- **Trabalho solicitado**
1. Liste as classes sociais que, segundo o trecho sobre o Barroco, existiam naquele período.
2. Prossiga o trecho sobre o Barroco a partir do ponto em que ele termina.

- **Trecho selecionado**
● ● ●
Curso de Literatura - Parte 3 - Barroco

O Barroco não pode ser considerado como literatura brasileira se tivermos como comparação o Romantismo, por exemplo. O Brasil ainda era uma colonia portuguesa e até mesmo as pessoas que aqui havia naquele período, talvez nem mesmo se considerassem brasileiros como nós nos consideramos hoje. Logo, o Barroco é uma literatura portuguesa com características nativistas. 

Alguns estudiosos consideram o nascimento do Barroco a partir da publicação de Prosopopeia (1601) de Bento Teixeira (alguns dizem que ele nasceu em Olinda, outros na cidade do Porto). Prosopopeia é um poema épico que procurou imitar Os Lusíadas  (1572) de Luís Vaz de Camões. 

Alguns contextos históricos são necessários para conhecermos adequadamente esse movimento artístico. Ele surge em um momento econômico em que o metalismo, ou seja, uma balança comercial favorável e o acumulo de riquezas eram buscados pelos países. Politicamente, o absolutismo era o regime político das nações europeias. Naquele período, havia três classes sociais: a nobreza, o clero e o terceiro estado formado por camponeses, artesãos e burgueses (banqueiros, comerciantes etc). Os burgueses financiavam a nobreza por meio de empréstimos para que estes pudessem manter alguns luxos mas principalmente alguns empreendimentos que requereriam capital. E finalmente, o contexto religioso da Reforma e da Contra-Reforma cujo objetivo era frear a expansão protestante e recuperar as áreas perdidas para a nova religião criada por Lutero (1483 - 1586).
● ● ●
- **Registros armazenados**
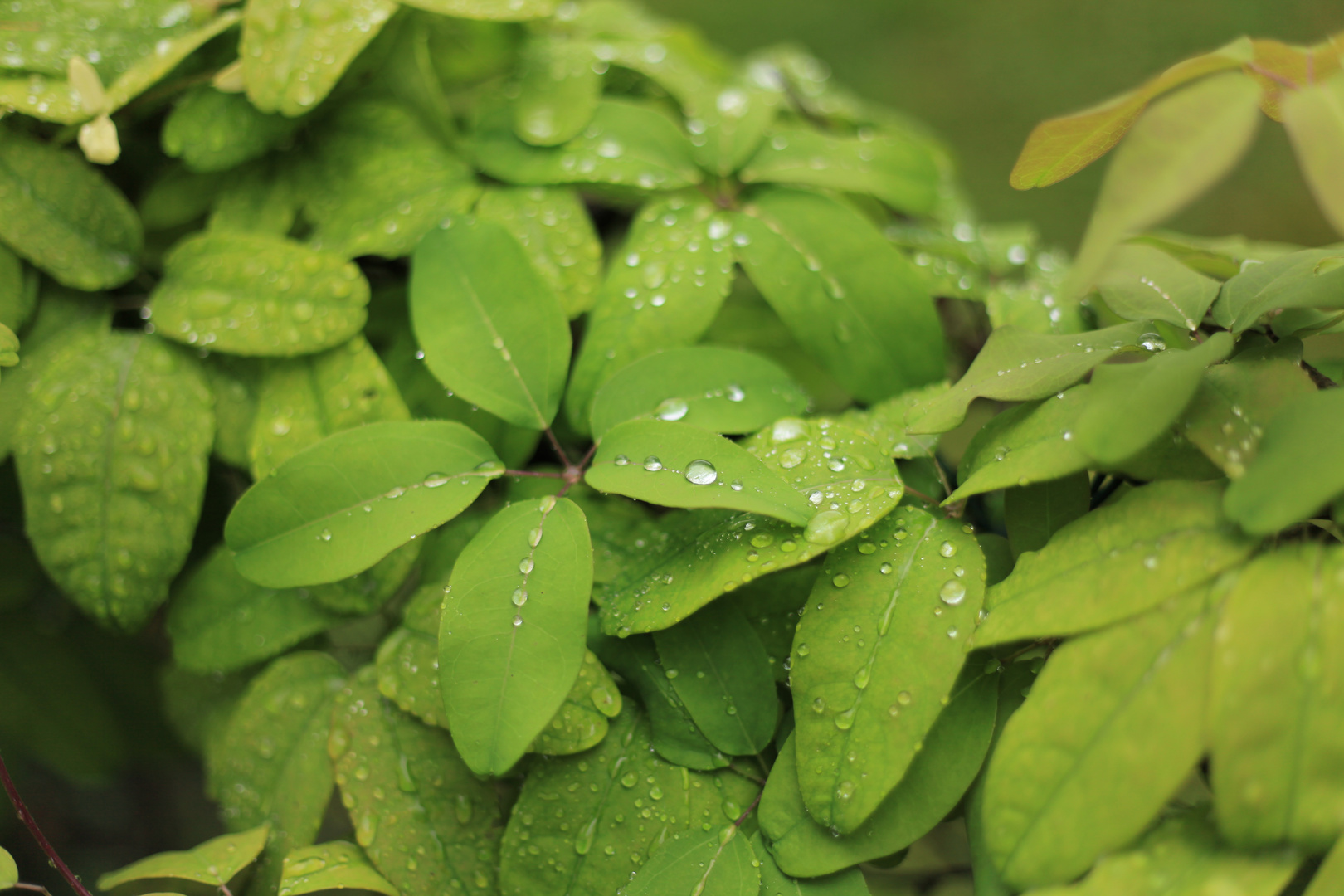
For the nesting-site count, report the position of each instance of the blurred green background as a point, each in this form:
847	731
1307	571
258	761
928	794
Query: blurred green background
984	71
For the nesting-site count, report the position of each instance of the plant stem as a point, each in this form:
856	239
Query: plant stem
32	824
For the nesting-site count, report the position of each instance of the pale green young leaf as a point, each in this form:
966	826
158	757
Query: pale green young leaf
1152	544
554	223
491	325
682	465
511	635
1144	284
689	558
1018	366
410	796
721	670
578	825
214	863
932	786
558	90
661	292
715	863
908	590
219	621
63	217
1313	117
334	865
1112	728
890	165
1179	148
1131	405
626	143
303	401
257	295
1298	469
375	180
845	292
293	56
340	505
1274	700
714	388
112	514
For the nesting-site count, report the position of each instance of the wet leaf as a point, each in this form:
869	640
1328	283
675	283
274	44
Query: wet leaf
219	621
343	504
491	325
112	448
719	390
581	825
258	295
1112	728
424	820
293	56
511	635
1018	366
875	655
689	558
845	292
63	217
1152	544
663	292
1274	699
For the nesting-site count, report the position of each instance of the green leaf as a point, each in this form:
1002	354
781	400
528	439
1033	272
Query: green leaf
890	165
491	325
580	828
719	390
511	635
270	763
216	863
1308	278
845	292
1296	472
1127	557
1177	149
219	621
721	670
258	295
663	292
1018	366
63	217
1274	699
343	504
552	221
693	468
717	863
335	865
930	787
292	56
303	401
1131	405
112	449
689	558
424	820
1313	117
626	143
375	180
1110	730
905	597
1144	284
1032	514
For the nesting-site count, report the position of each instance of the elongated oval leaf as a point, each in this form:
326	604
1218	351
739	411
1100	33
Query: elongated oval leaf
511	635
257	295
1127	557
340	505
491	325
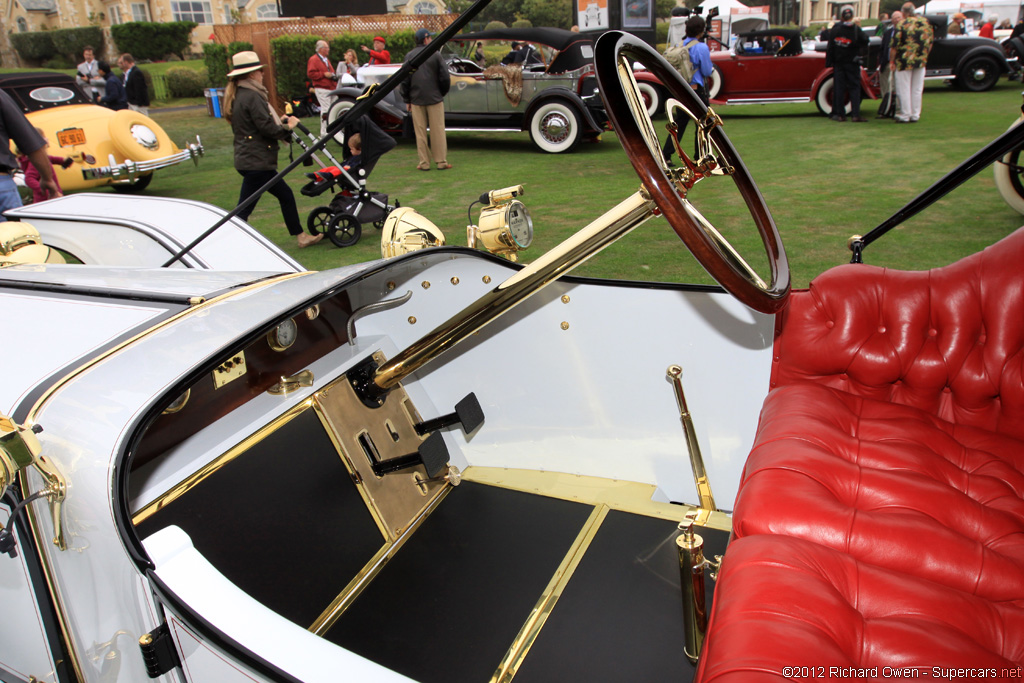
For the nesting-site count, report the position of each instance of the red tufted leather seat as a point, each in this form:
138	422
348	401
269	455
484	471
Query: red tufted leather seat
● ● ●
- **Lista de respostas**
1. A nobreza, o clero e o terceiro estado.

2.
São Jeronimo (1606) Caravaggio


Gregório de Matos (1633(?) - 1696)
Nascido em Salvador, estudou Direito em Portugal e tornou-se juiz. Retorna ao Brasil em 1981, e torna-se tesoureiro-mor e vigário-geral, mas abandona o hábito. Por desavenças políticas, foi exilado em Angola, e proibido de entrar na Bahia, morre em Recife. Dedicou-se à poesia lírica, à religiosa, à filosófica e, também, à satírica.

Vamos estudar alguns textos barrocos e identificar os conceitos e os temas presentes nesse movimento. O Barroco possui predileção por temas religiosos, percebidos principalmente por meio dos conflitos morais e espirituais tão presentes nesse período:

(Texto 1)
A vós correndo vou, braços sagrados,
Nessa cruz sacrossanta descobertos
Que, para receber-me, estais abertos,
E, por não castigar-me, estais cravados.

A vós, divinos olhos, eclipsados
De tanto sangue e lágrimas abertos,
Pois, para perdoar-me, estais despertos,
E, por não condenar-me, estais fechados.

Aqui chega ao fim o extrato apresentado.